__DIRECTIONS FOR THIS TASK__
Below are some records. Return exactly the lines from the one with "Where is the overcast" to the one with "Where is the pebble", and nothing else.

[Text-to-region grounding data]
'''
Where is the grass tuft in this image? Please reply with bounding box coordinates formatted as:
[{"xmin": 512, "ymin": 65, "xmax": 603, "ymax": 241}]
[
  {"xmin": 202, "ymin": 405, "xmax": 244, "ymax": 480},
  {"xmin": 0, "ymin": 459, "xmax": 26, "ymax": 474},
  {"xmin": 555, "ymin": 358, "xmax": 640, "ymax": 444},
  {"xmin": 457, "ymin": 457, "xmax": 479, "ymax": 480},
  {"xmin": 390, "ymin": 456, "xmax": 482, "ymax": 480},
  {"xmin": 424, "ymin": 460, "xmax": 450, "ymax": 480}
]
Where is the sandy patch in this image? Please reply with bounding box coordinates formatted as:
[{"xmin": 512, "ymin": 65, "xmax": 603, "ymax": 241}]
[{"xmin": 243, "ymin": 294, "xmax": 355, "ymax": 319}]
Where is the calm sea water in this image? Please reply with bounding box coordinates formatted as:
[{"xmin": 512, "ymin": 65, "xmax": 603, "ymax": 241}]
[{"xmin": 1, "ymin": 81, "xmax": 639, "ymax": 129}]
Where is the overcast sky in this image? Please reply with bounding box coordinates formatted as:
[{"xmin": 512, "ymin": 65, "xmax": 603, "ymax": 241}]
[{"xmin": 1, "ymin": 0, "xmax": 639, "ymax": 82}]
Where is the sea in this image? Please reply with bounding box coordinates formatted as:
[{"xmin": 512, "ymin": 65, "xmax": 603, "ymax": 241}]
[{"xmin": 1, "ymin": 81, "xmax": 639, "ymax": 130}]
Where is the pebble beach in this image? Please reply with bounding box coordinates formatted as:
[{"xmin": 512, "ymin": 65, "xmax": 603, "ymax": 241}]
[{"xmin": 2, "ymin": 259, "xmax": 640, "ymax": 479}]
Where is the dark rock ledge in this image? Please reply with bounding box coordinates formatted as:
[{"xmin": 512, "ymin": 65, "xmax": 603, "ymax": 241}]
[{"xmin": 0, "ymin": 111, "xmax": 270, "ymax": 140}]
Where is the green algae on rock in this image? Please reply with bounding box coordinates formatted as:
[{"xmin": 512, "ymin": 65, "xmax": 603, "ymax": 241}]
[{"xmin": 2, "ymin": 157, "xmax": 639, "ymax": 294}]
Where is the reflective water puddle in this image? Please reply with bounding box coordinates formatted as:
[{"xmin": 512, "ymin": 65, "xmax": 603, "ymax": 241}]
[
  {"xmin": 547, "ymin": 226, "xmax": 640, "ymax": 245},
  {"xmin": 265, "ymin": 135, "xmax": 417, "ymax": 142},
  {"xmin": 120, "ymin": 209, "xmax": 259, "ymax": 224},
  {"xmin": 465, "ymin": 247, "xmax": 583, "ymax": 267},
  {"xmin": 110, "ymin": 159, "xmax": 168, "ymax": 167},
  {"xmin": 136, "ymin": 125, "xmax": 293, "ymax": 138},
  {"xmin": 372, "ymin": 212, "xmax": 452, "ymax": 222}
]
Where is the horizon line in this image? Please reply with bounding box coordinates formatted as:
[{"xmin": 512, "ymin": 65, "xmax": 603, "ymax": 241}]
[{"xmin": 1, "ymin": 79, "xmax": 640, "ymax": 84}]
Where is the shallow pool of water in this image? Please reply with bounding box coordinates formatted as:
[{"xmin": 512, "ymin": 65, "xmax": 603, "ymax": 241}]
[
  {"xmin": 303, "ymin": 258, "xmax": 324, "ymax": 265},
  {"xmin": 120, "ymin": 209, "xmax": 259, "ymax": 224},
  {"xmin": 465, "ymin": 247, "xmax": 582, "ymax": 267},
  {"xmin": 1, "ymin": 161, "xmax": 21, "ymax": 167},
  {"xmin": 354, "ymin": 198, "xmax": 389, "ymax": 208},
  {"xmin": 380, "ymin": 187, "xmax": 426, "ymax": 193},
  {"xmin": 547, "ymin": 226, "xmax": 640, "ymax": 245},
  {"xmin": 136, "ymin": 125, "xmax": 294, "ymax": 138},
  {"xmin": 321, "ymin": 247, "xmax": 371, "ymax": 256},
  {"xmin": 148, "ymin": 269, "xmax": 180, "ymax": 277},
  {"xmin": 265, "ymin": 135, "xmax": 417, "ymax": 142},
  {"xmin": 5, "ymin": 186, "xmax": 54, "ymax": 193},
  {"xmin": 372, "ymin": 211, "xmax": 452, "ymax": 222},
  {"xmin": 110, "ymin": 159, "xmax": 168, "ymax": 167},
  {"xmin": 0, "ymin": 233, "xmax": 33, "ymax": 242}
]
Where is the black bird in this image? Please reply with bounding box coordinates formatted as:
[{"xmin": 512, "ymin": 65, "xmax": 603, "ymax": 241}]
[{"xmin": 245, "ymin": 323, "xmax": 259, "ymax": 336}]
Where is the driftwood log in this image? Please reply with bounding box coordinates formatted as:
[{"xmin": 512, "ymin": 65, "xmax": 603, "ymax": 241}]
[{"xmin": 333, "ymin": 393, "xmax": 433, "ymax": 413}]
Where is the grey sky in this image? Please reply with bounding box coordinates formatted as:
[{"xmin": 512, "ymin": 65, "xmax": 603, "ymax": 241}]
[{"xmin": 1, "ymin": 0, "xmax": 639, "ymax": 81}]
'''
__RESPONSE__
Where is the overcast sky in this image? Please reply with bounding box coordinates formatted as:
[{"xmin": 512, "ymin": 65, "xmax": 603, "ymax": 241}]
[{"xmin": 1, "ymin": 0, "xmax": 639, "ymax": 82}]
Where is the sea in this image? Please reply with bounding box coordinates formatted as:
[{"xmin": 512, "ymin": 65, "xmax": 603, "ymax": 241}]
[{"xmin": 1, "ymin": 81, "xmax": 639, "ymax": 130}]
Where is the pebble beach in this image? Please reply with bounding box coordinates formatted as:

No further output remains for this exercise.